What you need to do: Starting at the line that contains "Point out the boat" and ending with the line that contains "x=282 y=298", reproduce those items with "water reflection" changed to "reflection on the water". Keep everything else identical.

◇ ◇ ◇

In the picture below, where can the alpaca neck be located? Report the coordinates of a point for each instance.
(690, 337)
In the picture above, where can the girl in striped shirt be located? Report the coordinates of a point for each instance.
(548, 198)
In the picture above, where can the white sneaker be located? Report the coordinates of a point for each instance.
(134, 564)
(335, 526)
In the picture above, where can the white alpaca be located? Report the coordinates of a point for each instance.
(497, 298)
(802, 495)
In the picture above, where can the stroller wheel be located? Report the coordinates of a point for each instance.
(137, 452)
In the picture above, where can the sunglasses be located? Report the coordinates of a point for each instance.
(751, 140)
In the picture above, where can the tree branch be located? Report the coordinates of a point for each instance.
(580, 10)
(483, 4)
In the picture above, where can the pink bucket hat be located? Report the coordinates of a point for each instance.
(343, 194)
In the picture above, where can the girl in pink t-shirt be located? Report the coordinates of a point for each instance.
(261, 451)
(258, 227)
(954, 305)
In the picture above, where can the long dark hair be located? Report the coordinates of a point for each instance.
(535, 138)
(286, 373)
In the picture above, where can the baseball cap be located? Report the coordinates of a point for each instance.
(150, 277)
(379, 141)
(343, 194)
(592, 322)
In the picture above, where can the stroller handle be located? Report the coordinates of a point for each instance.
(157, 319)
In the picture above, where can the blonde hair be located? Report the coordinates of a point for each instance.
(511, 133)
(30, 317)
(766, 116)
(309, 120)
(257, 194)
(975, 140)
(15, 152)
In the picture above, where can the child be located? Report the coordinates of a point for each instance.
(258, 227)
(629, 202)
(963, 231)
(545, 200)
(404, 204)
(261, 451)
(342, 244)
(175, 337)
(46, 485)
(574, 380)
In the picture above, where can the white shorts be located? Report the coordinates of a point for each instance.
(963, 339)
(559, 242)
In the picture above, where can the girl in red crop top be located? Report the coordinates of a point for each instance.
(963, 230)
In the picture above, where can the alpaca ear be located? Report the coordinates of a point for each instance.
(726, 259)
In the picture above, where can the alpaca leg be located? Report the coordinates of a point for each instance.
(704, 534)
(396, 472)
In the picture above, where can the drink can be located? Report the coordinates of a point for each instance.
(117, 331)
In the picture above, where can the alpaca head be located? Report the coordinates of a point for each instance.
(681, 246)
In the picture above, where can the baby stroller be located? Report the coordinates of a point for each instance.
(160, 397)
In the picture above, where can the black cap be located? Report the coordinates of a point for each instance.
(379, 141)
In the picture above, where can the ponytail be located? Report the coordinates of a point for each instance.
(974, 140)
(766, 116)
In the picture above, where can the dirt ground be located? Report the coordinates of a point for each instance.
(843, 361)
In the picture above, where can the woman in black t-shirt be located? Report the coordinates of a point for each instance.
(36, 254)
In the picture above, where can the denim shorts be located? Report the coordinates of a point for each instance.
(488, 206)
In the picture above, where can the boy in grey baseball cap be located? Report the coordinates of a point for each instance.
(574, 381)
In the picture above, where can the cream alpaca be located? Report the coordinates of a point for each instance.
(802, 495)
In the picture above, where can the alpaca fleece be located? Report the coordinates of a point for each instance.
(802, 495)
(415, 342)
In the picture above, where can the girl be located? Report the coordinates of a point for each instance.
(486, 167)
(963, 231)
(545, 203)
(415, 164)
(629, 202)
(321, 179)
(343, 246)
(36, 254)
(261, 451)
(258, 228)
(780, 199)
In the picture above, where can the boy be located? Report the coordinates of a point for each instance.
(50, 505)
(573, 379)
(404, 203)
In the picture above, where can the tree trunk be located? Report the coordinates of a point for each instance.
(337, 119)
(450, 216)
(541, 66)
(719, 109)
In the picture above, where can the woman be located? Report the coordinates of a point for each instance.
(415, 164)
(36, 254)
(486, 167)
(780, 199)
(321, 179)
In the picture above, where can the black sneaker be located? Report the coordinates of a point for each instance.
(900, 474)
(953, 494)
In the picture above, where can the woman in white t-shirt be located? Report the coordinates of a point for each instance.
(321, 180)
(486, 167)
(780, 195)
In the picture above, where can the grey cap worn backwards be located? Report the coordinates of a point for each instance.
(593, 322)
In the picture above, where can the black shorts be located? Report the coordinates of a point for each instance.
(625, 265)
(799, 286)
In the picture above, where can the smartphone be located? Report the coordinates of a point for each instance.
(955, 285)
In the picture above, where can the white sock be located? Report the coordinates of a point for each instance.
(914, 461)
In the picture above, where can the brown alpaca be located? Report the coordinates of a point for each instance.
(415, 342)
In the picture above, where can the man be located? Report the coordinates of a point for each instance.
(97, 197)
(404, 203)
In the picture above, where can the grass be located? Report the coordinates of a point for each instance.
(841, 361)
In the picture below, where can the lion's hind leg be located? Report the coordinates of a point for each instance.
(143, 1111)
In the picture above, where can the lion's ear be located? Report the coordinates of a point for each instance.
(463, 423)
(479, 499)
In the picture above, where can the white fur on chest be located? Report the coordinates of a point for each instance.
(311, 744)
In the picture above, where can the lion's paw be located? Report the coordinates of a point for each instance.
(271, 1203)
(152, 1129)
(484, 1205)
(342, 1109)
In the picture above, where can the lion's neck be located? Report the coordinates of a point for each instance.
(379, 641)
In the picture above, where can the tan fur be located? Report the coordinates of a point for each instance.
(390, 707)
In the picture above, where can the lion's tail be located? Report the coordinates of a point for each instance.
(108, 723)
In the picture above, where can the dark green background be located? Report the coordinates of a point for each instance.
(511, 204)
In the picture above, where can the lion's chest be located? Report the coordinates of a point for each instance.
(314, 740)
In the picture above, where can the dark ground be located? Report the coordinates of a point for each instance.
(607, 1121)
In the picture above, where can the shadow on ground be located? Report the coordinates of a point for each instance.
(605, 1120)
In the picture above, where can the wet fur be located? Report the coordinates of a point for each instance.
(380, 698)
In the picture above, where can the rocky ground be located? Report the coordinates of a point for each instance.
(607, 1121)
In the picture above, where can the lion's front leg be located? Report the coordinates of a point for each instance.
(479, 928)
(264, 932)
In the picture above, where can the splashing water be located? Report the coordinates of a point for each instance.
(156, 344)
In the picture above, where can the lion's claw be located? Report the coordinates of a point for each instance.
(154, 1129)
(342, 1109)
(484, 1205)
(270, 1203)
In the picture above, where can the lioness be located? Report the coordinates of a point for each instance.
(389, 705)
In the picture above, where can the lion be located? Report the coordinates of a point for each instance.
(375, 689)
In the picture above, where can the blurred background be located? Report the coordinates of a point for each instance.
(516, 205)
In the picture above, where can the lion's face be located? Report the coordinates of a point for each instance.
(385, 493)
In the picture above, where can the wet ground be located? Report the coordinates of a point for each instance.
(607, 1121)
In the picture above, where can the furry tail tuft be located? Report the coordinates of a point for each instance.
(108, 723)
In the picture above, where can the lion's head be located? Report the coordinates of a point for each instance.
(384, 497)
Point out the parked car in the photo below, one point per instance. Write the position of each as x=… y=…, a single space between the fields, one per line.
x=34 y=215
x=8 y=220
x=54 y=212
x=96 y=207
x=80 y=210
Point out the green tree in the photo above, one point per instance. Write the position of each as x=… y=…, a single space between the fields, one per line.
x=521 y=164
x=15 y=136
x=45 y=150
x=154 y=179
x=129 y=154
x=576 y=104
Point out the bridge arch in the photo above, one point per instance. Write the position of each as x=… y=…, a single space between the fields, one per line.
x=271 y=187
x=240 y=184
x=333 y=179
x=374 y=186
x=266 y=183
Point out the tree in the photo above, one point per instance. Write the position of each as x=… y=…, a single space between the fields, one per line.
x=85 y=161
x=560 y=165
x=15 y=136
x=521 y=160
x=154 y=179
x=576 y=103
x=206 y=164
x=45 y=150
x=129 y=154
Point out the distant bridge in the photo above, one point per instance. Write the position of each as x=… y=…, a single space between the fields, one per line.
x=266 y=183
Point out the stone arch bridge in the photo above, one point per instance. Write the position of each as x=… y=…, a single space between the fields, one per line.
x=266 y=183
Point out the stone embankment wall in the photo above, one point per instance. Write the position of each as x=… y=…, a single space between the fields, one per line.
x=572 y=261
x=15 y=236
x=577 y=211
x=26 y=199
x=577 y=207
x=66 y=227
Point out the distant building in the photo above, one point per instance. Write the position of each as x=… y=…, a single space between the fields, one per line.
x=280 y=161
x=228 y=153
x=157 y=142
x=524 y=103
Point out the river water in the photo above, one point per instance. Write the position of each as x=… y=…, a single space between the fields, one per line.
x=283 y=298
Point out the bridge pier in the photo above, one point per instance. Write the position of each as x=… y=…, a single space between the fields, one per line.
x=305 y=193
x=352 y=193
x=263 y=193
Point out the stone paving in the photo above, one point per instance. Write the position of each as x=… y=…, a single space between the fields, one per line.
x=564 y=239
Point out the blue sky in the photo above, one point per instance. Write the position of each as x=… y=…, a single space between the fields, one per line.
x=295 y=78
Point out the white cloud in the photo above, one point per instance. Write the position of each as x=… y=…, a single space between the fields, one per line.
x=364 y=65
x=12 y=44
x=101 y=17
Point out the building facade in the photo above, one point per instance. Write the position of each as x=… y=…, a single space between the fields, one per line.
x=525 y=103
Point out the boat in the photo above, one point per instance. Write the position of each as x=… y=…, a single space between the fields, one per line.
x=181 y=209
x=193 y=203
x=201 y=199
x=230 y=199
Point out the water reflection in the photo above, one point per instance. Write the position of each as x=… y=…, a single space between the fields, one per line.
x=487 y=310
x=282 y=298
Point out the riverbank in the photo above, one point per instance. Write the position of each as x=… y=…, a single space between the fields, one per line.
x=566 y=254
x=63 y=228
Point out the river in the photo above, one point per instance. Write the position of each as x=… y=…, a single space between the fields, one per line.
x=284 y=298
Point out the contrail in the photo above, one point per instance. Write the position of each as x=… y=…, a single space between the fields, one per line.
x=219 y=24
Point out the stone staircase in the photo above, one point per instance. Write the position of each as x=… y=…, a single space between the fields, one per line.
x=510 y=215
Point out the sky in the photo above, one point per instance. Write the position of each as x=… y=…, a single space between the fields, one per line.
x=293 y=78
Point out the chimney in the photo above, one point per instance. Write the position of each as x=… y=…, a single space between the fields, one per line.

◇ ◇ ◇

Correct response:
Point out the boat in the photo above, one point per instance. Write the position of each as x=… y=…, a single space between the fields, one per line.
x=181 y=209
x=193 y=203
x=201 y=199
x=230 y=199
Point out the reflection on the water in the photo above, one point per instance. Write the position of each as x=… y=…, a single space between the fields, one per line.
x=487 y=310
x=282 y=298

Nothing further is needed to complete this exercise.